(Referring expression pointing data)
====

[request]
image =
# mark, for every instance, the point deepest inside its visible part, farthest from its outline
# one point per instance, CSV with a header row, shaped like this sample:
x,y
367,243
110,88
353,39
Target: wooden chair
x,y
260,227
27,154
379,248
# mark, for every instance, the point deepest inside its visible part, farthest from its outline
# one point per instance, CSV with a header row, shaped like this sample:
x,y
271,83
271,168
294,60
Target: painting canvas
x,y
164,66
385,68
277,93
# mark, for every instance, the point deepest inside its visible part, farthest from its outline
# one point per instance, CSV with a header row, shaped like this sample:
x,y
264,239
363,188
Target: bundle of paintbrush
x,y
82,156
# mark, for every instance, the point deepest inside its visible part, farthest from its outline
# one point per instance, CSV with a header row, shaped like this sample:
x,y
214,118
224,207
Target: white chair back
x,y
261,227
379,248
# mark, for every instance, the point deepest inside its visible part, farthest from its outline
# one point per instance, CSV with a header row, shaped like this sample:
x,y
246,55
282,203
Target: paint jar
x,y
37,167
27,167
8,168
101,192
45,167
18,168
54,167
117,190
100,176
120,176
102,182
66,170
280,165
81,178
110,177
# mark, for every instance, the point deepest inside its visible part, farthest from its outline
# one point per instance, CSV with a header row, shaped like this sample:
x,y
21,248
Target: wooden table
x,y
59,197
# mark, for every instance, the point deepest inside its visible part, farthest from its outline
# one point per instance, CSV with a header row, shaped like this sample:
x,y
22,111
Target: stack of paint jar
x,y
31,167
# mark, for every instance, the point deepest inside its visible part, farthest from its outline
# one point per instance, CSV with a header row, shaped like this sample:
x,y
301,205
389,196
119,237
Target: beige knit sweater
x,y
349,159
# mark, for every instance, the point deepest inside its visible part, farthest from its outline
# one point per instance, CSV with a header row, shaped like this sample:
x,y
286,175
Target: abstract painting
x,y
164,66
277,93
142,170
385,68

====

» WORK TO BE COMPLETED
A word-for-word copy of the data is what should be returned.

» REPLY
[request]
image =
# mark, for every instance, the point deepest inside its visible part, farthest from its outline
# one point per instance, CSV with a header row, shaped like this sample:
x,y
367,243
110,88
353,39
Target: wooden chair
x,y
260,227
27,154
379,248
# mark, for every instance, the point deepest inside its visible part, farthest from its outline
# one point per instance, CSV with a header row, shaped like this sample:
x,y
271,83
271,168
294,60
Target: painting canvas
x,y
164,66
385,68
277,93
# mark, for every instance, the point deepest inside its visible part, farthest from its outline
# one point per instance, CSV with a header row, shaped like this sample:
x,y
264,239
363,188
Target: bundle of paintbrush
x,y
82,156
# mark, for every instance, the point deepest inside its visible part, farthest from its outline
# one point per instance, CSV with a header row, shaped like this sample:
x,y
214,118
224,207
Target: white chair back
x,y
261,227
379,248
# mark, for every instance, the point deepest inside its visible part, farthest from its outline
# one point per instance, CSV with a header row, shaped like this sample:
x,y
246,55
282,203
Target: paint jar
x,y
37,167
27,167
8,168
101,192
45,167
18,168
54,167
117,190
100,176
120,176
102,182
66,170
280,165
81,178
110,177
# mark, for every instance, the point deepest inside its visible part, farthest from its outline
# one point per instance, CSV with a header row, shaped like this sample:
x,y
21,248
Target: wooden table
x,y
59,197
# mark, for every instance, the point deepest inside its visible part, farthest from its outline
# one point per instance, CSV with a header row, shaped like this sample:
x,y
22,111
Target: stack of paint jar
x,y
31,167
# mark, for every instance, the point deepest inside its visible part, farthest from its outline
# one point per instance, CSV with a header row, shaped like this sample:
x,y
301,205
389,196
119,237
Target: beige knit sweater
x,y
349,159
# mark, for every instance, the point deepest inside its visible part, farthest from its outline
# one point per instance, CSV with a header row, shaped like this sample:
x,y
286,175
Target: abstract painting
x,y
164,66
277,93
142,170
385,68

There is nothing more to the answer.